DATASET RECORDS →
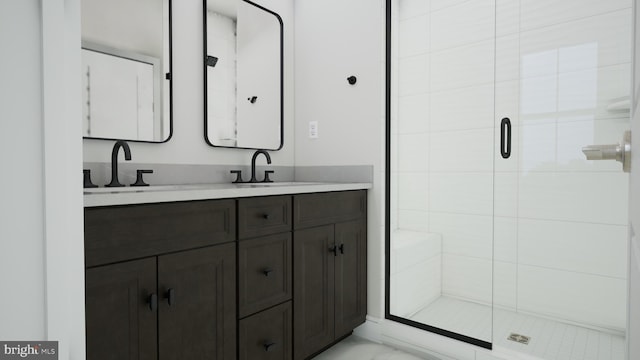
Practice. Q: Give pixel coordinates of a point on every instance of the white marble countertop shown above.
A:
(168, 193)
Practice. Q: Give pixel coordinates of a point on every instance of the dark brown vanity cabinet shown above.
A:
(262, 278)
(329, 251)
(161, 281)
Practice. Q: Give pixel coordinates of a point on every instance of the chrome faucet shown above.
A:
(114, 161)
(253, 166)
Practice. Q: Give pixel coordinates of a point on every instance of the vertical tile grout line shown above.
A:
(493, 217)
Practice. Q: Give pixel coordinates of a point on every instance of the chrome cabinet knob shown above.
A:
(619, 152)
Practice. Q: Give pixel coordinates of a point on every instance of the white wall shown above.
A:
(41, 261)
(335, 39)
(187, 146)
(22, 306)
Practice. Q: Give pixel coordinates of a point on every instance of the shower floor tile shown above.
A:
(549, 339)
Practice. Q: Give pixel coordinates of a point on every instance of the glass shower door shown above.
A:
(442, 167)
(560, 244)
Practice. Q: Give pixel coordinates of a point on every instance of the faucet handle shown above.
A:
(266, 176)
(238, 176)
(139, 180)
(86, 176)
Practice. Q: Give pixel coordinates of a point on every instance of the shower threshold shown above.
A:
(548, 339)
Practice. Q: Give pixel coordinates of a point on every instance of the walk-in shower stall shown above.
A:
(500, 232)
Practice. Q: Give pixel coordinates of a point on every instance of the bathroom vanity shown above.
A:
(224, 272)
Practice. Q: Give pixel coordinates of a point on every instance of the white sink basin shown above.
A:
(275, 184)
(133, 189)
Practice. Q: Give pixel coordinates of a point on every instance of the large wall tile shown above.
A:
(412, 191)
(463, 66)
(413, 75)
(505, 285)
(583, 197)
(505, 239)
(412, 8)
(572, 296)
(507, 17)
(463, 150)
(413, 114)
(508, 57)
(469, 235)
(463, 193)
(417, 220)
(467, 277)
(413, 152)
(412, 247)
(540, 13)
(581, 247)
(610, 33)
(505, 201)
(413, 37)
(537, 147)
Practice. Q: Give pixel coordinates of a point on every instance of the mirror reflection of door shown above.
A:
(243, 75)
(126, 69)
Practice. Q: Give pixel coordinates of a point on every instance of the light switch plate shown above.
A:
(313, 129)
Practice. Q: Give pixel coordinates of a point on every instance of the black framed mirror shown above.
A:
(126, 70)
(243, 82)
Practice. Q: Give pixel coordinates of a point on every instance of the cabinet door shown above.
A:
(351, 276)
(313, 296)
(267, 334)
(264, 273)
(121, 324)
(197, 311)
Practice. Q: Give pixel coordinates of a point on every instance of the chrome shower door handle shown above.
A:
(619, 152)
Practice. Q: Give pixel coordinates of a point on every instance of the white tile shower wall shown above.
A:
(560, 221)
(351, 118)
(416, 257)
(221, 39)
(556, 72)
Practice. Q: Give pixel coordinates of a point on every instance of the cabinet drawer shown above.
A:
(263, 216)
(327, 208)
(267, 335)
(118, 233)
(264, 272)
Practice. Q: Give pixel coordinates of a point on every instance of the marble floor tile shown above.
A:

EXERCISE → Start with the line above that contains "vanity shown above." and end with the line that contains "wall tile shown above.". Write out those lines exactly, and only those.

THE COMPLETED TASK →
Practice. Q: Give pixel coordinates of a point on every instance of the bathroom vanity shown above.
A:
(224, 272)
Practice. Q: Give pixel coordinates of a point on every instance of the white sink basin shown above.
A:
(275, 184)
(133, 189)
Practice. Q: Give pixel coordinates of a point on every instance of the large wall tile shown above.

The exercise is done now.